Records from a data source
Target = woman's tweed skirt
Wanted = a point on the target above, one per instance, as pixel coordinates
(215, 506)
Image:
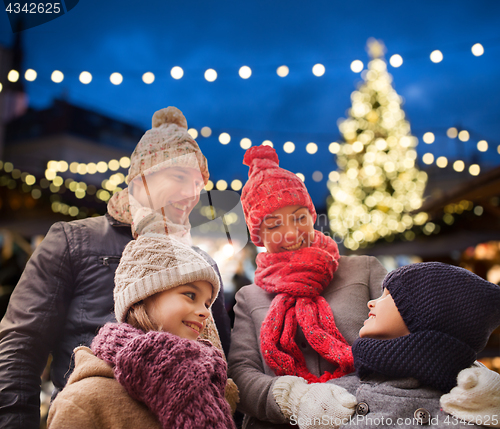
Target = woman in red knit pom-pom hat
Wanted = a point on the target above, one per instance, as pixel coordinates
(308, 303)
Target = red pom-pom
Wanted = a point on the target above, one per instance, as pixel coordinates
(260, 152)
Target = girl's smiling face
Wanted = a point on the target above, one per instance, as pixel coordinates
(287, 229)
(384, 320)
(182, 310)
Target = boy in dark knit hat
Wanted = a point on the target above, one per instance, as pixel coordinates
(429, 324)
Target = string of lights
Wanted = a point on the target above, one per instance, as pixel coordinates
(211, 75)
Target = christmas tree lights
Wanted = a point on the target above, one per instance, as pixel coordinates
(379, 183)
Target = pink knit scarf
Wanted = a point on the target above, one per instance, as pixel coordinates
(298, 278)
(181, 381)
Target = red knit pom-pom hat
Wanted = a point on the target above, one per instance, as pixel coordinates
(269, 188)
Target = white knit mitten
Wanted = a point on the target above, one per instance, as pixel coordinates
(476, 398)
(311, 406)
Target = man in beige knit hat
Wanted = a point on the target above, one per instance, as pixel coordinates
(66, 291)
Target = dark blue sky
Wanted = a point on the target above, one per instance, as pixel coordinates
(133, 37)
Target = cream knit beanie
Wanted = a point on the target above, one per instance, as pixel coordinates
(166, 144)
(168, 140)
(154, 263)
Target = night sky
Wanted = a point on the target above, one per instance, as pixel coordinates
(132, 37)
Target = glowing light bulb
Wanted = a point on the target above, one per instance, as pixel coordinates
(477, 50)
(319, 70)
(289, 147)
(85, 78)
(429, 138)
(148, 78)
(245, 72)
(116, 78)
(436, 56)
(177, 73)
(396, 60)
(282, 71)
(57, 76)
(13, 76)
(224, 138)
(210, 75)
(30, 75)
(245, 143)
(357, 66)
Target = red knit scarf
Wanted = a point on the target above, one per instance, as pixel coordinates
(298, 278)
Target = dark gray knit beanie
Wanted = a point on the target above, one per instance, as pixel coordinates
(432, 296)
(450, 313)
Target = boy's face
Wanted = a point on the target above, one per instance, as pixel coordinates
(287, 229)
(384, 321)
(183, 310)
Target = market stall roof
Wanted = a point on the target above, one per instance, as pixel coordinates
(468, 229)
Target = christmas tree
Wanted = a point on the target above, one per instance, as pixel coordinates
(378, 184)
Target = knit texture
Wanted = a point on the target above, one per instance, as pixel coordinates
(298, 278)
(269, 188)
(168, 143)
(153, 264)
(310, 403)
(181, 381)
(448, 299)
(431, 357)
(450, 313)
(476, 398)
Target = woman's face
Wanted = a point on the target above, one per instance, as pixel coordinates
(182, 310)
(384, 320)
(287, 229)
(176, 190)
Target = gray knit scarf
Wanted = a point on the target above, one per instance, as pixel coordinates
(431, 357)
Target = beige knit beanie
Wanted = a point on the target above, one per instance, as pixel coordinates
(168, 140)
(155, 263)
(167, 144)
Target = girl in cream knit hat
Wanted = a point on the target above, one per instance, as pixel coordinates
(151, 369)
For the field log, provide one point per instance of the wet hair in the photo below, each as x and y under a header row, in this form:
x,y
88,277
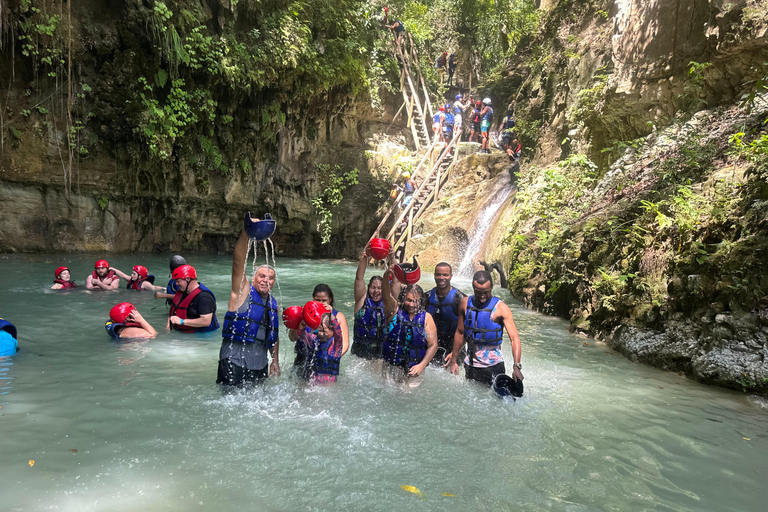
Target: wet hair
x,y
482,277
324,288
416,290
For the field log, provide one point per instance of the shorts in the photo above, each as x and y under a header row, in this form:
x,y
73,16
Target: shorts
x,y
232,375
397,375
483,375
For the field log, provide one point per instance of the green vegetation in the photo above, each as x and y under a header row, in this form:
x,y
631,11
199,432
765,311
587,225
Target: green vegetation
x,y
333,182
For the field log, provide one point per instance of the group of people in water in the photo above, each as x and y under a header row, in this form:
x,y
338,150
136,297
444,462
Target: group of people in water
x,y
397,327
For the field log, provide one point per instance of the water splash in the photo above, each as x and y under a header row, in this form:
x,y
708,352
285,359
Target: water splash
x,y
483,223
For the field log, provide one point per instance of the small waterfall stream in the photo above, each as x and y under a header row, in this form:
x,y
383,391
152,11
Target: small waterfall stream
x,y
501,191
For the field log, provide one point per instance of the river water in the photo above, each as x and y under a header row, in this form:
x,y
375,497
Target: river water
x,y
141,426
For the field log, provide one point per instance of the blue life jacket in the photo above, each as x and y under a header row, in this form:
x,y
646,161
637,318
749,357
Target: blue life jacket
x,y
254,325
369,328
406,344
172,288
446,320
478,327
8,327
136,285
509,124
317,359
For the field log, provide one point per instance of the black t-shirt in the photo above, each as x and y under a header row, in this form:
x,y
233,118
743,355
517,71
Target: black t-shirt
x,y
203,304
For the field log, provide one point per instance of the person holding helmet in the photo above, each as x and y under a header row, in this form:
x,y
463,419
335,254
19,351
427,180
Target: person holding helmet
x,y
171,288
62,279
102,278
443,305
194,306
8,338
474,122
482,321
125,321
486,116
411,337
251,324
140,279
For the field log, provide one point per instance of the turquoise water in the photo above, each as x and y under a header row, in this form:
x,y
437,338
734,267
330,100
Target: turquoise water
x,y
142,426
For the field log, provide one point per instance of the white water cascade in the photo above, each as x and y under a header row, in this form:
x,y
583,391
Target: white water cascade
x,y
502,189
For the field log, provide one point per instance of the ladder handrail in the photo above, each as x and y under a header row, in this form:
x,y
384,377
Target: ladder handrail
x,y
418,191
400,195
425,204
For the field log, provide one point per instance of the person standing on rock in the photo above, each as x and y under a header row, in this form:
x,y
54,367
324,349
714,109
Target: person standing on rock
x,y
481,324
251,325
486,116
102,278
443,305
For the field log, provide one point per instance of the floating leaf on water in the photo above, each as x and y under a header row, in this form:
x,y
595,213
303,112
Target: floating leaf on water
x,y
414,490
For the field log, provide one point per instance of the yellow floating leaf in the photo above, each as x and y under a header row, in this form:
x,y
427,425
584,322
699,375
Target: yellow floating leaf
x,y
414,490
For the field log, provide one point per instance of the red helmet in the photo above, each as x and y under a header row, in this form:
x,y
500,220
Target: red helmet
x,y
184,272
408,273
293,316
313,313
379,248
120,312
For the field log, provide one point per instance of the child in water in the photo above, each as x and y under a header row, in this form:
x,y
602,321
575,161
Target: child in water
x,y
318,352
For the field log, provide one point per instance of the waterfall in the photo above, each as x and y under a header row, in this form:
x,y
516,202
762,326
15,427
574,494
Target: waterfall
x,y
502,189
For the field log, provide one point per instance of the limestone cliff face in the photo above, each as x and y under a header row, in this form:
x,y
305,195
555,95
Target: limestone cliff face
x,y
262,152
634,219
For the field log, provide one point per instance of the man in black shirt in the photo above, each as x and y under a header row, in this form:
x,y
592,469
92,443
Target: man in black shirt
x,y
194,306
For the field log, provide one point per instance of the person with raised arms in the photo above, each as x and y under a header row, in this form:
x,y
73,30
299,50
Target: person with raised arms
x,y
443,305
194,306
102,278
411,340
125,321
482,321
140,279
251,324
63,279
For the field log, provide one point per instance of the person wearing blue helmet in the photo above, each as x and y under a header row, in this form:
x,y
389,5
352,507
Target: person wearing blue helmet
x,y
8,343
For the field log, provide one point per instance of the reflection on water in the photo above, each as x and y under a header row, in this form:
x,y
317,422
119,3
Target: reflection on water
x,y
142,426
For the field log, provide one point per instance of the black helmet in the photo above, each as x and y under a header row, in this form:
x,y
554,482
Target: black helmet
x,y
177,261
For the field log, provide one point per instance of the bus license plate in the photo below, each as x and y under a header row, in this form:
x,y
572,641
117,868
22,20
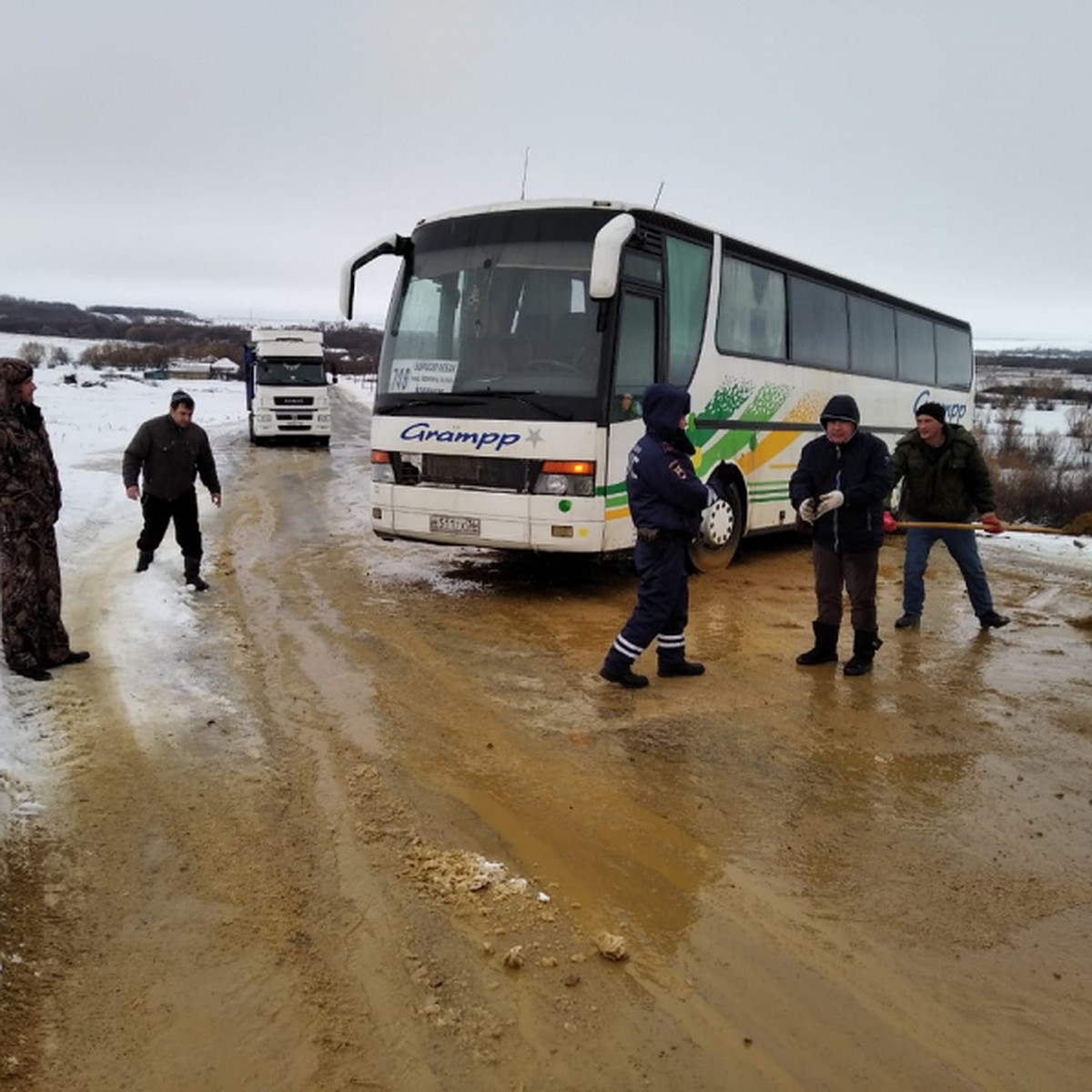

**YOUR OBJECTIVE:** Using the entries above, copy out all lines that contain the string "dark".

**REPLY:**
Target = boy in dark knit hat
Target = dark blue sky
Target = dark gray knit beanie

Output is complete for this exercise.